**Given instruction 1:**
Answer these questions about the wireless carrier text:
(a) Carrier aggregation may be used with which two kinds of component carriers?
(b) In non-standalone mode, how is a connection anchored?
(c) What may each PHY layer channel carry?
**Given instruction 2:**
Reproduce the part of the wireless carrier text starting at "In some examples, such" and ending at "a different RAT).".
**Given instruction 3:**
Write what follows the final sentence of the wireless carrier text.

**Excerpted text:**
The UEs 115 and the network entities 105 may wirelessly communicate with one another via the communication link(s) 125 (e.g., one or more access links) using resources associated with one or more carriers. The term “carrier” may refer to a set of RF spectrum resources having a defined PHY layer structure for supporting the communication link(s) 125. For example, a carrier used for the communication link(s) 125 may include a portion of an RF spectrum band (e.g., a bandwidth part (BWP)) that is operated according to one or more PHY layer channels for a given RAT (e.g., LTE, LTE-A, LTE-A Pro, NR). Each PHY layer channel may carry acquisition signaling (e.g., synchronization signals, system information), control signaling that coordinates operation for the carrier, user data, or other signaling. The wireless communications system 100 may support communication with a UE 115 using carrier aggregation or multi-carrier operation. A UE 115 may be configured with multiple downlink component carriers and one or more uplink component carriers according to a carrier aggregation configuration. Carrier aggregation may be used with both frequency division duplexing (FDD) and time division duplexing (TDD) component carriers. Communication between a network entity 105 and other devices may refer to communication between the devices and any portion (e.g., entity, sub-entity) of a network entity 105. For example, the terms “transmitting,” “receiving,” or “communicating,” when referring to a network entity 105, may refer to any portion of a network entity 105 (e.g., a base station 140, a CU 160, a DU 165, a RU 170) of a RAN communicating with another device (e.g., directly or via one or more other network entities, such as one or more of the network entities 105).

In some examples, such as in a carrier aggregation configuration, a carrier may have acquisition signaling or control signaling that coordinates operations for other carriers. A carrier may be associated with a frequency channel (e.g., an evolved universal mobile telecommunication system terrestrial radio access (E-UTRA) absolute RF channel number (EARFCN)) and may be identified according to a channel raster for discovery by the UEs 115. A carrier may be operated in a standalone mode, in which case initial acquisition and connection may be conducted by the UEs 115 via the carrier, or the carrier may be operated in a non-standalone mode, in which case a connection is anchored using a different carrier (e.g., of the same or a different RAT).

Named-object pointing lines:
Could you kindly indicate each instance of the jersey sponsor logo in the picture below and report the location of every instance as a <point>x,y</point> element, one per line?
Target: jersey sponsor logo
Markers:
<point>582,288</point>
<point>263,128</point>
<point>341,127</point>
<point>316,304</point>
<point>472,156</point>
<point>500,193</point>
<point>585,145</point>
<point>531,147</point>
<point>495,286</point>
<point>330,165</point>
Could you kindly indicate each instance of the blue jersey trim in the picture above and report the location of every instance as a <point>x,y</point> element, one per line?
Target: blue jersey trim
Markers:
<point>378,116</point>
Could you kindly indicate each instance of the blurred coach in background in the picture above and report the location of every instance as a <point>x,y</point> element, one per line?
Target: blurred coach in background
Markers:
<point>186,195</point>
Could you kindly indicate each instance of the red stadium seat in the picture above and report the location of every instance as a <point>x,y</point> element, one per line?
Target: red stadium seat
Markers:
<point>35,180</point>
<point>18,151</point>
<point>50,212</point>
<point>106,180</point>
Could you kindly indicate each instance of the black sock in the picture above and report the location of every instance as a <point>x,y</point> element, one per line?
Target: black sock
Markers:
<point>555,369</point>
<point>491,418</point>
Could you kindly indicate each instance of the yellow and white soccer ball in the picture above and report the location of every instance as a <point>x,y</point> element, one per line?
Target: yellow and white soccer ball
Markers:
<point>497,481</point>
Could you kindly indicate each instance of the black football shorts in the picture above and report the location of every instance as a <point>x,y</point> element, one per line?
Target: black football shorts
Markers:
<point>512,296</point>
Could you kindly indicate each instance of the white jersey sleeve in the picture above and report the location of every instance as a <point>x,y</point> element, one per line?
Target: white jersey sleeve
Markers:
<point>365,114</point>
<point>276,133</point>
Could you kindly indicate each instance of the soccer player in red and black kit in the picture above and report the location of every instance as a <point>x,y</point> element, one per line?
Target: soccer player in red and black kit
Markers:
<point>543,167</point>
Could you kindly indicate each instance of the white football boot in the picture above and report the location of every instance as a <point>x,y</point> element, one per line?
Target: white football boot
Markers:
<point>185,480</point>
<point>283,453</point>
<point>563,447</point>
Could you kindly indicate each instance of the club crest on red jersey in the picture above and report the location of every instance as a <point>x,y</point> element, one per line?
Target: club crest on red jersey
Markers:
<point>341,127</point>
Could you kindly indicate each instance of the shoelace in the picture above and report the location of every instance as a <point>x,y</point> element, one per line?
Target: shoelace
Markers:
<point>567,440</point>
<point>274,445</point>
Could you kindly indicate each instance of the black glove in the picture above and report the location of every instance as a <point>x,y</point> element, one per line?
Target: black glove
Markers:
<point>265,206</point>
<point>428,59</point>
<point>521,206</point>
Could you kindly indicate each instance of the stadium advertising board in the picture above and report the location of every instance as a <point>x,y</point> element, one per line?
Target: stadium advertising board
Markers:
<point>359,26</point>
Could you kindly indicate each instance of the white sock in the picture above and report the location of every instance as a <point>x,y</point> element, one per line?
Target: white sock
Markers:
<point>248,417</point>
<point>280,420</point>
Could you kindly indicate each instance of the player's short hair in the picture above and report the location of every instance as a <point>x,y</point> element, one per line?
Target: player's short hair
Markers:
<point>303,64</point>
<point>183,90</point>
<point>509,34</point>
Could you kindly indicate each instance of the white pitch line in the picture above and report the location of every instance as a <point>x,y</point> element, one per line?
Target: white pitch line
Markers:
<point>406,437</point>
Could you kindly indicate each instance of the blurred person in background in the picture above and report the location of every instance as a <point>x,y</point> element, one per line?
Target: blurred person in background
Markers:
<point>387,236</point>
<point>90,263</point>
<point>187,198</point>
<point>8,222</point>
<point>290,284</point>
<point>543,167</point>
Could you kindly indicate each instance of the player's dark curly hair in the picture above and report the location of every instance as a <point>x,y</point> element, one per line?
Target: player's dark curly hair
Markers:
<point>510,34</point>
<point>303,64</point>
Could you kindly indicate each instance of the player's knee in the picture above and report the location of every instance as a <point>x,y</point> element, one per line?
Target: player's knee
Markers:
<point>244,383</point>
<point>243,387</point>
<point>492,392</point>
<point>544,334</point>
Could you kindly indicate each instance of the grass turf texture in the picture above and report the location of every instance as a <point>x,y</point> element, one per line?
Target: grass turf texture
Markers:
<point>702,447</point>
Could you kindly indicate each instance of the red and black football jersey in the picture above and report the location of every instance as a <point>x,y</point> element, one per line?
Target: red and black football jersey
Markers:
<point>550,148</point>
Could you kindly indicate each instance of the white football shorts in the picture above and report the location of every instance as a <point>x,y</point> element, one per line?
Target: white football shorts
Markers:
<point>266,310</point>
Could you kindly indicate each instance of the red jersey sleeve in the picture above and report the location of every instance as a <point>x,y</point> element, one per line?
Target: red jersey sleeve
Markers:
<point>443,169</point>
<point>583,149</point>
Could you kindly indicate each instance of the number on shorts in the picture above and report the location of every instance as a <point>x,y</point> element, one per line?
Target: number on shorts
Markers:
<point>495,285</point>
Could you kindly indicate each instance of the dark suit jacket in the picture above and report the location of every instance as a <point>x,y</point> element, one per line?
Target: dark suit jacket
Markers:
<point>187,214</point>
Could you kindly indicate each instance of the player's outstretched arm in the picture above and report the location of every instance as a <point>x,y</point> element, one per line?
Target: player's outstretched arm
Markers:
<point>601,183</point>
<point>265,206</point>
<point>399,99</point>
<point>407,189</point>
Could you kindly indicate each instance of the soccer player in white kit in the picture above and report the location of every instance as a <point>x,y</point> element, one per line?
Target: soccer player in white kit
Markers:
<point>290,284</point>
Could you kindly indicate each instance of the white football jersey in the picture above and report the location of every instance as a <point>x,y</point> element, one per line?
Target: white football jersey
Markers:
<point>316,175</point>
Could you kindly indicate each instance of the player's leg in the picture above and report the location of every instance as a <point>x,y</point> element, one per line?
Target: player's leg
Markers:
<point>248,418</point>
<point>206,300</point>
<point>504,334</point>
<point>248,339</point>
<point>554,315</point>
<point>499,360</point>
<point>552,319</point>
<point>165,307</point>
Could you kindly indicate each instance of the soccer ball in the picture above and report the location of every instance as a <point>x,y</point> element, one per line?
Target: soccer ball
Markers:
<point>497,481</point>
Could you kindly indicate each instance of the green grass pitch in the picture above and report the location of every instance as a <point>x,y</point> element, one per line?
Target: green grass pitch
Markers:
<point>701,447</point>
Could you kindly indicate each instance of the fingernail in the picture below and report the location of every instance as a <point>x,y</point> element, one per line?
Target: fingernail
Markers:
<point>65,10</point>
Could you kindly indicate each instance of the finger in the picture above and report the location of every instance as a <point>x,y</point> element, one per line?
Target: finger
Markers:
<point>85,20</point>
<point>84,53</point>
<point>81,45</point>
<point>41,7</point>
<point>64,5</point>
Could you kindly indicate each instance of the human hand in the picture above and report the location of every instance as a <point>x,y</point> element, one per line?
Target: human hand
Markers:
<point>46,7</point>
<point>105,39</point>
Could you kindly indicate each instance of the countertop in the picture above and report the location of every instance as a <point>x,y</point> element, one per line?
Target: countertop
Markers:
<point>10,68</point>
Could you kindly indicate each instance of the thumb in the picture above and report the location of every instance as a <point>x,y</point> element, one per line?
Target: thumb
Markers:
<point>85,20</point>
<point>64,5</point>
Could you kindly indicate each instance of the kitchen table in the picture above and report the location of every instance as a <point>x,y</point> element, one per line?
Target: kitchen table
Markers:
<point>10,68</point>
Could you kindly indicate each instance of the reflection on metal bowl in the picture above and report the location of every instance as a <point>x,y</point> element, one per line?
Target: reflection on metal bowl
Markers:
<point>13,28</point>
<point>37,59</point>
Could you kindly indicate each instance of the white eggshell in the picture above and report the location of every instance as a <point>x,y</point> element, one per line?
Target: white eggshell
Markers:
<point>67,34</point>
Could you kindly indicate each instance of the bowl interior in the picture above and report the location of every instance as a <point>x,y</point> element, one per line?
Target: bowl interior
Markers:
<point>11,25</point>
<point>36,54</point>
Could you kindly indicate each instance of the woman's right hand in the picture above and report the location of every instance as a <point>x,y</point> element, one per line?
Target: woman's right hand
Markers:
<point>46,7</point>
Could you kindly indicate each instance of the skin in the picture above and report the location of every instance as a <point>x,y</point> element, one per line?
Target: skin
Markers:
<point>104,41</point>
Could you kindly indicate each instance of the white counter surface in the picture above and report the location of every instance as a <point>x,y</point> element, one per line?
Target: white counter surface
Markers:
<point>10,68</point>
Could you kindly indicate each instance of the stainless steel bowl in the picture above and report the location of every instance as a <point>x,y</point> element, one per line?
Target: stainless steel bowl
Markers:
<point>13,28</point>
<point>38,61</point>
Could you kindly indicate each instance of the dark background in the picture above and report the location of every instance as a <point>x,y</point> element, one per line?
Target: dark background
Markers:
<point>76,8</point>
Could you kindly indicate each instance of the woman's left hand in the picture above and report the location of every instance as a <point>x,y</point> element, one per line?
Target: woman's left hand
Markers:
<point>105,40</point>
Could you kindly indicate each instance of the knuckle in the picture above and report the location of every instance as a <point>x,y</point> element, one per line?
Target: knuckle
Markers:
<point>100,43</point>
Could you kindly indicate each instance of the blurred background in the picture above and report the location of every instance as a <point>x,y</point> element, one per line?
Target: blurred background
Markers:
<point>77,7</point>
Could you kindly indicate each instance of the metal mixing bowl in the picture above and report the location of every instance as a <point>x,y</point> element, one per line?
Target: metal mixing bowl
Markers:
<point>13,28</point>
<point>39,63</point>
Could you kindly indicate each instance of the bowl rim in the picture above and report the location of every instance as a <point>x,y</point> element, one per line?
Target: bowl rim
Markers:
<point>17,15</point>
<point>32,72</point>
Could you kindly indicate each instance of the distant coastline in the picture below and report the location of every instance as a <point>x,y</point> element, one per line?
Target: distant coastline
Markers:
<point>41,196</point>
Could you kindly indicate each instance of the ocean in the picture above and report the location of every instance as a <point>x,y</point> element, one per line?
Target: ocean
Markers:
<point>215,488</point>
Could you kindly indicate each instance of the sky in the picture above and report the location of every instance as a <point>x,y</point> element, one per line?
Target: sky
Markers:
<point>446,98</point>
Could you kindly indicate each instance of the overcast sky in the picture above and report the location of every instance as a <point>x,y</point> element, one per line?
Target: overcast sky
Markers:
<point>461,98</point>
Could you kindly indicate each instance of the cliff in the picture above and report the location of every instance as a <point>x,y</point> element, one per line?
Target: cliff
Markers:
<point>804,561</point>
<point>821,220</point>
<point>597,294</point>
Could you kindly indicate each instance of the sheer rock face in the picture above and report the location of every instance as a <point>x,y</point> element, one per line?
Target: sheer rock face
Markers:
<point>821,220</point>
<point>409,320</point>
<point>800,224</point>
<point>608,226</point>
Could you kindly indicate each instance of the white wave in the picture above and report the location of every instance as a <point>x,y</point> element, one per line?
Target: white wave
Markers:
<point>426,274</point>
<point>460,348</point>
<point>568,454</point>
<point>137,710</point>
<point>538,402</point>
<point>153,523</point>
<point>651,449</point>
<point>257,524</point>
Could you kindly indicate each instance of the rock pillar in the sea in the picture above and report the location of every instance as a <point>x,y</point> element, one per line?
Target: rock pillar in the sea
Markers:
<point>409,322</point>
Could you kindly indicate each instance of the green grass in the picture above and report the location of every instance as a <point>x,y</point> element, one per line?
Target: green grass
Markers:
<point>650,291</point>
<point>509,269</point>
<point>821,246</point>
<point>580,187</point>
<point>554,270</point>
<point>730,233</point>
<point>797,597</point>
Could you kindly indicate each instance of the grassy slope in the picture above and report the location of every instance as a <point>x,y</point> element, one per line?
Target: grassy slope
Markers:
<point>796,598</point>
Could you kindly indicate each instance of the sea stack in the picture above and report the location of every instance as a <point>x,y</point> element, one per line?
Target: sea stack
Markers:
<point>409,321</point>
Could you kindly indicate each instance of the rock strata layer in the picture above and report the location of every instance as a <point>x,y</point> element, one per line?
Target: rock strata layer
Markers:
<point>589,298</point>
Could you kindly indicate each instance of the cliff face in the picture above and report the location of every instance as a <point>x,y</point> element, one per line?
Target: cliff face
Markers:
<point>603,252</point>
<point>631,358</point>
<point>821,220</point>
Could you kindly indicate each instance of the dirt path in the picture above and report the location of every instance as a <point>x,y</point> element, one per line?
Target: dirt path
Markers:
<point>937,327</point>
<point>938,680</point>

**Exercise result 1:**
(a) Frequency division duplexing (FDD) and time division duplexing (TDD) component carriers.
(b) Using a different carrier, of the same or a different RAT.
(c) Acquisition signaling (e.g., synchronization signals, system information), control signaling that coordinates operation for the carrier, user data, or other signaling.

**Exercise result 2:**
In some examples, such as in a carrier aggregation configuration, a carrier may have acquisition signaling or control signaling that coordinates operations for other carriers. A carrier may be associated with a frequency channel (e.g., an evolved universal mobile telecommunication system terrestrial radio access (E-UTRA) absolute RF channel number (EARFCN)) and may be identified according to a channel raster for discovery by the UEs 115. A carrier may be operated in a standalone mode, in which case initial acquisition and connection may be conducted by the UEs 115 via the carrier, or the carrier may be operated in a non-standalone mode, in which case a connection is anchored using a different carrier (e.g., of the same or a different RAT).

**Exercise result 3:**
The communication link(s) 125 of the wireless communications system 100 may include downlink transmissions (e.g., forward link transmissions) from a network entity 105 to a UE 115, uplink transmissions (e.g., return link transmissions) from a UE 115 to a network entity 105, or both, among other configurations of transmissions. Carriers may carry downlink or uplink communications (e.g., in an FDD mode) or may be configured to carry downlink and uplink communications (e.g., in a TDD mode).

A carrier may be associated with a particular bandwidth of the RF spectrum and, in some examples, the carrier bandwidth may be referred to as a “system bandwidth” of the carrier or the wireless communications system 100. For example, the carrier bandwidth may be one of a set of bandwidths for carriers of a particular RAT (e.g., 1.4, 3, 5, 10, 15, 20, 40, or 80 megahertz (MHz)). Devices of the wireless communications system 100 (e.g., the network entities 105, the UEs 115, or both) may have hardware configurations that support communications using a particular carrier bandwidth or may be configurable to support communications using one of a set of carrier bandwidths. In some examples, the wireless communications system 100 may include network entities 105 or UEs 115 that support concurrent communications using carriers associated with multiple carrier bandwidths. In some examples, each served UE 115 may be configured for operating using portions (e.g., a sub-band, a BWP) or all of a carrier bandwidth.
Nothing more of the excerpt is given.